Quote the listing below word for word, from start to finish, leaving out the pictures.

------------------------------------

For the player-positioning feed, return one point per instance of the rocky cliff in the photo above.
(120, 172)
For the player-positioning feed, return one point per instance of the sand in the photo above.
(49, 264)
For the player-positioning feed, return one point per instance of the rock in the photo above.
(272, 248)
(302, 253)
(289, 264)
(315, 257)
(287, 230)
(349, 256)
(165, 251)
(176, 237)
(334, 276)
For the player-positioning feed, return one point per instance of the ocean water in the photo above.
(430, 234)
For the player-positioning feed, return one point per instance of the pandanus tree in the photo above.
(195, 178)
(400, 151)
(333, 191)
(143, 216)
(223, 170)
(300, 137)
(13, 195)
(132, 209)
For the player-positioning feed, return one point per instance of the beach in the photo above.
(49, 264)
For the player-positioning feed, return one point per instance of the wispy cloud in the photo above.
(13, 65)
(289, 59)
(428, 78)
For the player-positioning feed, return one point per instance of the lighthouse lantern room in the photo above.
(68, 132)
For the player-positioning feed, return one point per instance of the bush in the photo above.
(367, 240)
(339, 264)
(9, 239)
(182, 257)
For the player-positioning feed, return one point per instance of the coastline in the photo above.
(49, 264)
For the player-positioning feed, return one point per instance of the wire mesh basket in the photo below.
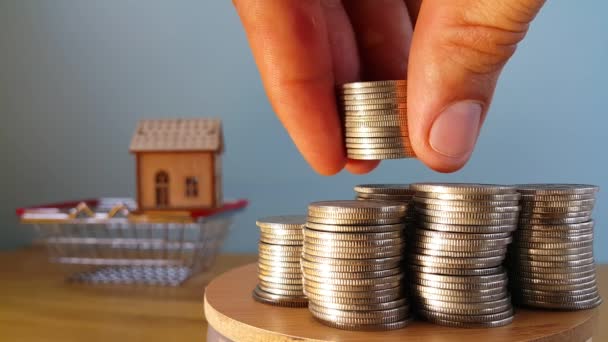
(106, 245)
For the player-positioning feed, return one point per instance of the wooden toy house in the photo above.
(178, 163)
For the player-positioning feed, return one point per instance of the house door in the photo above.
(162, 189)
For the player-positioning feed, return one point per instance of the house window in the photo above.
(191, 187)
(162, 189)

------------------------------------

FINAL ANSWER:
For the player-positioning feed, return one point per instance of the rocky cliff in the photo above.
(120, 172)
For the player-positioning feed, return one point per instance of the sand in the photo above.
(49, 264)
For the player-positioning feed, return one point per instance of the rock in the photo above.
(272, 248)
(302, 253)
(289, 264)
(315, 257)
(287, 230)
(349, 256)
(165, 251)
(176, 237)
(334, 276)
For the player-positioning feed, return one point per instance of the ocean water in the photo above.
(430, 234)
For the player-positioning feed, return one point per instance of the pandanus tree in the photo above.
(195, 178)
(400, 151)
(333, 191)
(143, 216)
(223, 170)
(300, 137)
(13, 195)
(132, 209)
For the player-positioning feed, return one point per instance of the beach in the photo above.
(49, 264)
For the player-positioning feed, return one point per instance of the wispy cloud in the photo above.
(13, 65)
(289, 59)
(428, 78)
For the player-positioning feed, return one point per instance of the lighthouse lantern room in the photo above.
(68, 132)
For the player-positioning feed, return one point per instance of the bush in the photo above.
(367, 240)
(339, 264)
(9, 239)
(182, 257)
For the player-positioning feed, return one point per instance of the coastline in the photo above.
(49, 264)
For the player-positioning feed, return one point per instance of the wire mesh basket in the photo below.
(106, 245)
For the player-positioning feed, return one point per instance of the wooden toy house in the photo above.
(178, 163)
For the player-positioning feed, return one point per instance of the house door in the photo above.
(162, 189)
For the player-positioning feed, return one point per instance of the house window in the photo above.
(191, 187)
(162, 189)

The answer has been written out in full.